Schema inferring is a process of generating a schema from a whole or part of the dataset.
Once schema is inferred, it can be saved and used to speed up next dataset processing.
All Extractors will try to auto-detect schema however, providing schema explicitly is always a good practice
since it can significantly speed up an extraction process by avoiding expensive schema detection.
Code
<?php
declare(strict_types=1);
use function Flow\ETL\Adapter\CSV\from_csv;
use function Flow\ETL\DSL\{data_frame, schema_from_json, schema_to_json, to_stream};
use Flow\ETL\Loader\StreamLoader\Output;
require __DIR__ . '/../../../autoload.php';
if (!\file_exists(__DIR__ . '/output/schema.json')) {
$schema = data_frame()
->read(from_csv(__DIR__ . '/input/dataset.csv'))
->limit(100) // Limiting the number of rows to read will speed up the process but might bring less accurate results
->autoCast()

DATASET ENTRIES:
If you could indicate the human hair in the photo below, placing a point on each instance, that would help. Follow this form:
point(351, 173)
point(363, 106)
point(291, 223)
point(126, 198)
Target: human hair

PROBLEM SET:
**1.** According to the schema inference page, why is explicitly providing a schema always a good practice?
**2.** Recast the paragraph of the schema inference page that begins "Schema inferring is a process" as a short bulleted list that keeps its main facts.
**3.** Continue the code on the schema inference page from the point where it stops.

WRITTEN RESPONSES:
**1.** It can significantly speed up an extraction process by avoiding expensive schema detection.

**2.**
- Schema inferring generates a schema from all or part of a dataset.
- An inferred schema can be saved and reused to speed up later processing of the dataset.
- All Extractors try to auto-detect the schema.
- Providing a schema explicitly is still good practice, because it avoids expensive schema detection and can significantly speed up extraction.

**3.**
->schema();
\file_put_contents(__DIR__ . '/output/schema.json', schema_to_json($schema));
} else {
/* @phpstan-ignore-next-line */
$schema = schema_from_json(\file_get_contents(__DIR__ . '/output/schema.json'));
}
// Reading schemaless data formats with predefined schema can significantly improve performance
data_frame()
->read(from_csv(__DIR__ . '/input/dataset.csv', schema: $schema))
->collect()
->write(to_stream(__DIR__ . '/output.txt', truncate: false, output: Output::rows_and_schema))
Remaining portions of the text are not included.